§ **To do**
Can you arrange every line of the rows below as a Markdown table with two columns, No. for the line number and Text for the line itself, leaving out any blank lines?

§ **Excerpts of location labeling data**

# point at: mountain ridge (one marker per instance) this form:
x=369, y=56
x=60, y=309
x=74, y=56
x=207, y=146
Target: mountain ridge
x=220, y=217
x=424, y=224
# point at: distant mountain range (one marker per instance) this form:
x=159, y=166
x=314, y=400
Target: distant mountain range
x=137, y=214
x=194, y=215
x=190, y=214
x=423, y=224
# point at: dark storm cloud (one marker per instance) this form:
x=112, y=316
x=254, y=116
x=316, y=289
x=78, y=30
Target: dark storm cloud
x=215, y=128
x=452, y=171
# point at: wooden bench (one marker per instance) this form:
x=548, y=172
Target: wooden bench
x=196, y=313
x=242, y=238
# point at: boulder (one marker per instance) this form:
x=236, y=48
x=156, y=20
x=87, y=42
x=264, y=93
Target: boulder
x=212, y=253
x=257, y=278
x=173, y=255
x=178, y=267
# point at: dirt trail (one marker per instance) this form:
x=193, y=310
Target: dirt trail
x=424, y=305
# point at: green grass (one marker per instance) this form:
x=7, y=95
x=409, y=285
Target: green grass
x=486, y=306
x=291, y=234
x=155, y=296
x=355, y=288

§ **Problem solution**
| No. | Text |
|---|---|
| 1 | # point at: mountain ridge (one marker per instance) this form: |
| 2 | x=369, y=56 |
| 3 | x=60, y=309 |
| 4 | x=74, y=56 |
| 5 | x=207, y=146 |
| 6 | Target: mountain ridge |
| 7 | x=220, y=217 |
| 8 | x=424, y=224 |
| 9 | # point at: distant mountain range (one marker per instance) this form: |
| 10 | x=159, y=166 |
| 11 | x=314, y=400 |
| 12 | Target: distant mountain range |
| 13 | x=137, y=214 |
| 14 | x=194, y=215 |
| 15 | x=190, y=214 |
| 16 | x=423, y=224 |
| 17 | # point at: dark storm cloud (one marker per instance) this form: |
| 18 | x=112, y=316 |
| 19 | x=254, y=116 |
| 20 | x=316, y=289 |
| 21 | x=78, y=30 |
| 22 | Target: dark storm cloud |
| 23 | x=215, y=128 |
| 24 | x=452, y=171 |
| 25 | # point at: wooden bench (one marker per instance) this form: |
| 26 | x=548, y=172 |
| 27 | Target: wooden bench |
| 28 | x=196, y=313 |
| 29 | x=242, y=238 |
| 30 | # point at: boulder (one marker per instance) this form: |
| 31 | x=236, y=48 |
| 32 | x=156, y=20 |
| 33 | x=87, y=42 |
| 34 | x=264, y=93 |
| 35 | Target: boulder |
| 36 | x=212, y=253 |
| 37 | x=257, y=278 |
| 38 | x=173, y=255 |
| 39 | x=178, y=267 |
| 40 | # point at: dirt trail (one marker per instance) this form: |
| 41 | x=193, y=310 |
| 42 | Target: dirt trail |
| 43 | x=424, y=305 |
| 44 | # point at: green grass (one marker per instance) this form: |
| 45 | x=7, y=95 |
| 46 | x=409, y=285 |
| 47 | Target: green grass |
| 48 | x=486, y=306 |
| 49 | x=291, y=234 |
| 50 | x=155, y=296 |
| 51 | x=355, y=288 |